WHAT TO WORK ON:
Reproduce verbatim the passage of the article on Bill Murray's role as Franklin D. Roosevelt, starting at "Once committed, Murray" and ending at "in Washington, D.C.".

GIVEN TEXT:
····················

Now that he doesn’t have to worry about protecting Wes Anderson from Gene Hackman by wearing cowboy hats, Bill Murray is a busy dude. Along with showing up alongside Charlie Sheen in that Roman Coppola movie, here he is in USA Today, in costume as Franklin D. Roosevelt from Hyde Park on the Hudson. It’s interesting casting, Bill Murray is so likable he could make Rand Paul love the New Deal.
Once committed, Murray was the picture of professionalism while shooting the story about the historic visit to the United States by England’s King George VI (yes, the same stuttering monarch from The King’s Speech) and Queen Elizabeth in June 1939, three months before the start of World War II. “He rose to the challenge magnificently,” Director Roger Michell (Notting Hill) says of his star.
The script, based on a radio play, concentrates on the historic public event — the first time a reigning British monarch visited the United States — and how Anglo-American relations improved considerably after FDR and wife Eleanor (Olivia Williams) played host to the royals at their estate in Hyde Park, N.Y., following a more formal gathering in Washington, D.C.

····················

DATA SECTION:
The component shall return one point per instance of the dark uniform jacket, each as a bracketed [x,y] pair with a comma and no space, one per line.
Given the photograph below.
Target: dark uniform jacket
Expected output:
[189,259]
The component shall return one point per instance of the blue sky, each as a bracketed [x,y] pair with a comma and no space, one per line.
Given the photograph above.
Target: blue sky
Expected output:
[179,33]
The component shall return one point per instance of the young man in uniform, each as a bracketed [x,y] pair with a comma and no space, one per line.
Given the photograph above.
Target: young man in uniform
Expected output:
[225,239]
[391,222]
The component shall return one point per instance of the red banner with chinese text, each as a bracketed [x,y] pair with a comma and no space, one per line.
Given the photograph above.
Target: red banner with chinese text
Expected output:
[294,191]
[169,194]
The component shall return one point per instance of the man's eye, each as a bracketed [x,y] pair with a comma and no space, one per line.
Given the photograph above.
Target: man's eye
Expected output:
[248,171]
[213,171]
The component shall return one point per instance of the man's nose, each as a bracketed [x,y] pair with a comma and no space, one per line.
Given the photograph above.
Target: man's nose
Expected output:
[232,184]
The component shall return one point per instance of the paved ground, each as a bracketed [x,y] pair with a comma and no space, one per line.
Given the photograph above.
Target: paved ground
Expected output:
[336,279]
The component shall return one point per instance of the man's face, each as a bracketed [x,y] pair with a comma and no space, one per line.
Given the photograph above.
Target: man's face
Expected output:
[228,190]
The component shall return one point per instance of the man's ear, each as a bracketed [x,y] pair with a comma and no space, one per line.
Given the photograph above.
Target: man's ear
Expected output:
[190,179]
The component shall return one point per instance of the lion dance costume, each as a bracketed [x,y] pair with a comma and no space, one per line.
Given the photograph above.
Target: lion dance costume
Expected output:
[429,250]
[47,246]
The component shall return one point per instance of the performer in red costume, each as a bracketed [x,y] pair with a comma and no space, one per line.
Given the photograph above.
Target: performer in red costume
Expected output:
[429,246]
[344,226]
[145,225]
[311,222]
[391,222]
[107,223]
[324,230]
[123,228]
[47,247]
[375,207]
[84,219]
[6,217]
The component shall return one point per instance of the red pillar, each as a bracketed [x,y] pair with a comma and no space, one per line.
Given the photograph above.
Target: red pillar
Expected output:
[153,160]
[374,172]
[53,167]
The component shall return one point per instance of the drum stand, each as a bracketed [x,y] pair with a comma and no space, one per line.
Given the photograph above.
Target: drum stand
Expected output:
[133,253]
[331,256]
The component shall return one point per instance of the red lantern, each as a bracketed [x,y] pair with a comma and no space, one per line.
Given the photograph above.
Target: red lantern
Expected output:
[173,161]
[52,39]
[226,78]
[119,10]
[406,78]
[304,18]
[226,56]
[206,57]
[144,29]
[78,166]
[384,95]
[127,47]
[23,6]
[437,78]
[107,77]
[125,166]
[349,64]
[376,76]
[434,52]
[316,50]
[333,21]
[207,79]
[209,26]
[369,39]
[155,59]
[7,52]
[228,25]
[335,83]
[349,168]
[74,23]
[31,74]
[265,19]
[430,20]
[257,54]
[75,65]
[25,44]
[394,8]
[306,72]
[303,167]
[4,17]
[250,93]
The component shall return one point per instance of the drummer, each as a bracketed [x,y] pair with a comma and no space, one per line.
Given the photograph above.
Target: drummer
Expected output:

····················

TASK ANSWER:
Once committed, Murray was the picture of professionalism while shooting the story about the historic visit to the United States by England’s King George VI (yes, the same stuttering monarch from The King’s Speech) and Queen Elizabeth in June 1939, three months before the start of World War II. “He rose to the challenge magnificently,” Director Roger Michell (Notting Hill) says of his star.
The script, based on a radio play, concentrates on the historic public event — the first time a reigning British monarch visited the United States — and how Anglo-American relations improved considerably after FDR and wife Eleanor (Olivia Williams) played host to the royals at their estate in Hyde Park, N.Y., following a more formal gathering in Washington, D.C.